### Things to do:
1. List every year mentioned in the text about Roger Ebert's death.
2. Carry on the text about Roger Ebert's death, starting after its final sentence.

### Text:
________________________________________
Legendary US film critic Roger Ebert has died aged 70, following a decade of ill health in which he battled cancers of the thyroid and salivary glands.
“We were getting ready to go home today for hospice care, when he looked at us, smiled, and passed away,” his widow Chaz Ebert told the Chicago Sun-Times. “No struggle, no pain, just a quiet, dignified transition.”
Ebert won a Pulitzer Prize for his film reviews in 1975 and he was voted the most powerful pundit in America by Forbes magazine in 2007.
Tributes to the critic flooded in from everyone from film fans to President Obama, who said: “For a generation of Americans — and especially Chicagoans — Roger was the movies.
“When he didn’t like a film, he was honest; when he did, he was effusive — capturing the unique power of the movies to take us somewhere magical.
“Even amidst his own battles with cancer, Roger was as productive as he was resilient — continuing to share his passion and perspective with the world. The movies won’t be the same without Roger, and our thoughts and prayers are with Chaz and the rest of the Ebert family.”
As well as reviewing films for the Chicago Sun-Times for 46 years and critiquing movies on TV for 31, Ebert wrote a number of screenplays for the sexploitation filmmaker Russ Meyer during the early days of his career.
A prodigious writer, Ebert famously reviewed as many as 306 films per year and contributed interviews, profiles of movie stars and political columns to the Sun-Times.
He’ll perhaps best be remembered, though, as one of the hosts of the TV series Siskel & Ebert At the Movies, which he co-hosted with Chicago Tribute film critic Gene Siskel from 1986 until the latter’s death in 1999. Ebert continued to front the programme with a number of guest presenters after Siskel’s passing until 2010.
________________________________________
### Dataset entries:
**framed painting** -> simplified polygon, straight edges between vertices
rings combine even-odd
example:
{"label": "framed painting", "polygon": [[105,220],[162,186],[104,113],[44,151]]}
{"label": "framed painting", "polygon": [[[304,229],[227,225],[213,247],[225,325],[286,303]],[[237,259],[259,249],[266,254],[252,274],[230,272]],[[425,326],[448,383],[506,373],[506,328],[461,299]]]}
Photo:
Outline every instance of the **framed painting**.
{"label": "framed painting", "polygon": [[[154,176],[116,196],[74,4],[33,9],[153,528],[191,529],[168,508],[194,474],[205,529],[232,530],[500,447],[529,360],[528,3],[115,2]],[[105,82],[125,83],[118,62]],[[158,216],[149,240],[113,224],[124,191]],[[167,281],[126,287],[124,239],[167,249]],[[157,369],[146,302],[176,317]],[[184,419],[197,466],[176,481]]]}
________________________________________
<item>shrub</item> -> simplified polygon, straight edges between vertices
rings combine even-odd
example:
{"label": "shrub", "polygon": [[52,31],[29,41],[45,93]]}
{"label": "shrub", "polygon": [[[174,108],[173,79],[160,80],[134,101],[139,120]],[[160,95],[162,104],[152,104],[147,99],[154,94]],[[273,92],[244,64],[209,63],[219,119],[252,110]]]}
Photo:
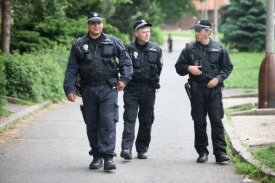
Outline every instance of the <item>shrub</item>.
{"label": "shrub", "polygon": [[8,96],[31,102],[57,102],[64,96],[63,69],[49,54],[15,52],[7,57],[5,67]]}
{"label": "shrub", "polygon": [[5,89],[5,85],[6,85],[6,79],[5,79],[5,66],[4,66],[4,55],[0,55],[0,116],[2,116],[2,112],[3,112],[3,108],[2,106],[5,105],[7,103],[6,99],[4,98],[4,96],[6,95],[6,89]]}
________________________________________
### Answers per task:
1. 1975, 2007, 1986, 1999, 2010

2.
In 2006, Ebert lost part of his lower jaw and with it the ability to speak or eat, but he refused to let medical worries keep him from the public eye.
On Tuesday the critic blogged that he planned to take a “leave of presence” to undergo treatment for a recurrence of cancer following a hip fracture, but pledged: “I am not going away. My intent is to continue to write selected reviews but to leave the rest to a talented team of writers hand-picked and greatly admired by me.
“It really stinks that the cancer has returned and that I have spent too many days in the hospital. So on bad days I may write about the vulnerability that accompanies illness.
“On good days, I may wax ecstatic about a movie so good it transports me beyond illness. So on this day of reflection I say again, thank you for going on this journey with me. I’ll see you at the movies.”
As well as his widow, Ebert is survived by two stepchildren, Sonia and Jay, and four grandchildren.